» **Problems**:
- A) Reproduce verbatim the part of the job-search post starting with "I apologize for" and going on through "completely devastated me.".
- B) State how many lines of the records contain the string "windmill". Reply with the number alone.

» **Source extract**:
Discouraging... what now?

I apologize for the depressing subject line, but I need some advice on what to do next.

I graduated four years ago in an industrial design program here in Canada. For the first year I was applying to companies that were hiring or offering internships (I didn’t intern during university, big mistake), talking to professionals in the industry, and getting feedback on my portfolio. I took up any job to pay back student loans, and essentially took a break from design in the next year. My father passed away in the following year unexpectedly and it completely devastated me.

Since then I’ve tried to get my life together by taking courses to upgrade certain skillsets i.e. CAD and sketching, and applying to companies that specialize in those skillsets that I would like to improve upon (prototyping, etc.) and I did score a few interviews but they usually blamed the bad economy, the sudden decrease in their company workload, or the fact that I don’t have enough years of experience. Some gave some encouraging advice, but generally I’m having no luck.

At the moment I’m without a job, and the financial stress is starting to creep in. Luckily I have a place to stay and I’m continuing to apply to more places. I don’t have the financial means to relocate, so I’m basically stuck where I am.

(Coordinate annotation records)
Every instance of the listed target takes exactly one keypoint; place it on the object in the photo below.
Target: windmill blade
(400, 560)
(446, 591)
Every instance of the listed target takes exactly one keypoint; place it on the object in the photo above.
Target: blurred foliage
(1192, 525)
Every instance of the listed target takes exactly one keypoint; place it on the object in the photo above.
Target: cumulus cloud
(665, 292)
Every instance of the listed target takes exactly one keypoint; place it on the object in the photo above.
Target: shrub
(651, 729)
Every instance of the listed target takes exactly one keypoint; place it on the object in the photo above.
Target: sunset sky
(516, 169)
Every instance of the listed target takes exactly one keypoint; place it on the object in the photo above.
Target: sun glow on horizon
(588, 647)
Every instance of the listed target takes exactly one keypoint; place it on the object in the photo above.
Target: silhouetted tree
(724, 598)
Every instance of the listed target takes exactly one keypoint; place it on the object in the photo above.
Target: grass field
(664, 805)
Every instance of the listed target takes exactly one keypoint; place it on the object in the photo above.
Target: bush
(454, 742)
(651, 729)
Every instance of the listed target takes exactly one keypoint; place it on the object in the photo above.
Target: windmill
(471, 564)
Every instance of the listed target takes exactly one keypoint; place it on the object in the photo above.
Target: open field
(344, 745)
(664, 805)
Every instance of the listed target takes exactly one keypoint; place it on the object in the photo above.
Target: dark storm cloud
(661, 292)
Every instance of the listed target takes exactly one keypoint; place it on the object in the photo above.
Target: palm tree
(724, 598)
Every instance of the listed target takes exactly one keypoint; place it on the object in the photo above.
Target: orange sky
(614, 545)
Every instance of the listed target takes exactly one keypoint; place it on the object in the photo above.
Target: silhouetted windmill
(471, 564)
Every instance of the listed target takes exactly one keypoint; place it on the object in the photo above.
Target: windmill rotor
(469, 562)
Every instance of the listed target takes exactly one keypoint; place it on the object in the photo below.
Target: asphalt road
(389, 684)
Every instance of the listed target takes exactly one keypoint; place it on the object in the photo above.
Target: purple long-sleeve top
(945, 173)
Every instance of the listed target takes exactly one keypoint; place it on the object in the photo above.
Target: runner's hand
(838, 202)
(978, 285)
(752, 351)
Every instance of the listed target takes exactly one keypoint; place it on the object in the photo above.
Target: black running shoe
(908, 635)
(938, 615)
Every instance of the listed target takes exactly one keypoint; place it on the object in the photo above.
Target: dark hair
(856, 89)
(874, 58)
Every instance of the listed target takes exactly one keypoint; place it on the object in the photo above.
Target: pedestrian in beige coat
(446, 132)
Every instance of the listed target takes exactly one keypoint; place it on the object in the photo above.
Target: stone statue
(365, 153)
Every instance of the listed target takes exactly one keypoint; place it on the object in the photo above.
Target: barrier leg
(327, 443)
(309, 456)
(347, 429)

» **Per-task answers**:
- A)
I apologize for the depressing subject line, but I need some advice on what to do next.

I graduated four years ago in an industrial design program here in Canada. For the first year I was applying to companies that were hiring or offering internships (I didn’t intern during university, big mistake), talking to professionals in the industry, and getting feedback on my portfolio. I took up any job to pay back student loans, and essentially took a break from design in the next year. My father passed away in the following year unexpectedly and it completely devastated me.

- B) 4